:: TASK DESCRIPTION ::
Restate every entry word for word.

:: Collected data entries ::
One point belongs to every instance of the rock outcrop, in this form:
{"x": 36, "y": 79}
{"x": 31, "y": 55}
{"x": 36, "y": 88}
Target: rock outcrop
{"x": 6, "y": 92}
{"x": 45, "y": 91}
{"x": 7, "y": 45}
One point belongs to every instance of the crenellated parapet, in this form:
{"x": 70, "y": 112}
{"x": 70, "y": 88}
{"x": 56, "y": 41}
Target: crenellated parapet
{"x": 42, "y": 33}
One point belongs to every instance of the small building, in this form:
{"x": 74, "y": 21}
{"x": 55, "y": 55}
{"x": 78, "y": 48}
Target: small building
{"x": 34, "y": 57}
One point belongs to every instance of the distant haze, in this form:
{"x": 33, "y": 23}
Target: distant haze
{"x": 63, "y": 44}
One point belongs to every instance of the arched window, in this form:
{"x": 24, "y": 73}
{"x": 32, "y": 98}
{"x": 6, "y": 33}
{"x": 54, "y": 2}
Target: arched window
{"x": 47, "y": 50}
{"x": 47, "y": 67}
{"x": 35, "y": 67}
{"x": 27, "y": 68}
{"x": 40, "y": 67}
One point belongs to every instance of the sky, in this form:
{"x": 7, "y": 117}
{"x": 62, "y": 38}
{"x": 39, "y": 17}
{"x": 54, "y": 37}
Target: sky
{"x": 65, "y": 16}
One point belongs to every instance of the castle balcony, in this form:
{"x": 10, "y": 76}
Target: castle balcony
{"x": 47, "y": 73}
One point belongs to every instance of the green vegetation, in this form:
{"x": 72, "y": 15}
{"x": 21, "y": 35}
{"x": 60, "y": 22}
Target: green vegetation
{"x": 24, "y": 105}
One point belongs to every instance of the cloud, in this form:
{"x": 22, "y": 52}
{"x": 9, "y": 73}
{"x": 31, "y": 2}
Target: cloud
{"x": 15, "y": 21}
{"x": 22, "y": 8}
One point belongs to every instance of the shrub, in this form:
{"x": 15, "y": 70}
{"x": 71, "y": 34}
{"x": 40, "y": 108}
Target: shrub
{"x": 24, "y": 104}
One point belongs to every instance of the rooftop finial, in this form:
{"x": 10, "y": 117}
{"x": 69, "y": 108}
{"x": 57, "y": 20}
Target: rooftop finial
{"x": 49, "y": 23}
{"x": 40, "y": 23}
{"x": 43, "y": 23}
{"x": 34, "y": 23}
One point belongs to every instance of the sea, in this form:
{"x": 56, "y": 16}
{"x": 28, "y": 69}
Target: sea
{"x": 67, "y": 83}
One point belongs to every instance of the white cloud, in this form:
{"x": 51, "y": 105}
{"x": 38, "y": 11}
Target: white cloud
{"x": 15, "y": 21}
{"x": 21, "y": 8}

:: EXERCISE RESULT ::
One point belongs to every instance of the rock outcrop, in this form:
{"x": 36, "y": 79}
{"x": 31, "y": 55}
{"x": 36, "y": 88}
Target: rock outcrop
{"x": 6, "y": 92}
{"x": 45, "y": 91}
{"x": 7, "y": 45}
One point belongs to every instance of the crenellated parapet, in this form:
{"x": 70, "y": 112}
{"x": 70, "y": 88}
{"x": 56, "y": 41}
Target: crenellated parapet
{"x": 42, "y": 33}
One point belongs to every instance of the small building, in this form:
{"x": 74, "y": 21}
{"x": 55, "y": 55}
{"x": 78, "y": 48}
Target: small building
{"x": 34, "y": 57}
One point belongs to every instance of the distant haze, in this form:
{"x": 33, "y": 23}
Target: distant haze
{"x": 63, "y": 44}
One point belongs to every instance of the arched window, in this form:
{"x": 24, "y": 73}
{"x": 32, "y": 98}
{"x": 6, "y": 33}
{"x": 54, "y": 2}
Target: arched window
{"x": 47, "y": 50}
{"x": 47, "y": 67}
{"x": 35, "y": 67}
{"x": 27, "y": 68}
{"x": 40, "y": 67}
One point belongs to every instance of the sky, in this form:
{"x": 7, "y": 117}
{"x": 62, "y": 38}
{"x": 39, "y": 17}
{"x": 54, "y": 37}
Target: sky
{"x": 65, "y": 16}
One point belongs to every instance of the castle balcony, in this form:
{"x": 10, "y": 76}
Target: castle balcony
{"x": 47, "y": 73}
One point belongs to every instance of the green vegetation, in this form:
{"x": 72, "y": 15}
{"x": 21, "y": 35}
{"x": 60, "y": 22}
Target: green vegetation
{"x": 24, "y": 105}
One point belongs to every instance of the cloud, in this form:
{"x": 22, "y": 52}
{"x": 9, "y": 73}
{"x": 31, "y": 2}
Target: cloud
{"x": 15, "y": 21}
{"x": 22, "y": 8}
One point belongs to every instance of the shrub, in this form:
{"x": 15, "y": 70}
{"x": 71, "y": 34}
{"x": 40, "y": 108}
Target: shrub
{"x": 24, "y": 104}
One point belongs to every instance of the rooftop finial, in this form:
{"x": 10, "y": 117}
{"x": 69, "y": 108}
{"x": 57, "y": 20}
Target: rooftop finial
{"x": 49, "y": 23}
{"x": 40, "y": 23}
{"x": 43, "y": 23}
{"x": 34, "y": 23}
One point belongs to every instance of the sea, in this form:
{"x": 56, "y": 16}
{"x": 28, "y": 69}
Target: sea
{"x": 67, "y": 83}
One point belongs to every instance of the white cloud, in this form:
{"x": 51, "y": 105}
{"x": 38, "y": 11}
Target: white cloud
{"x": 15, "y": 21}
{"x": 21, "y": 8}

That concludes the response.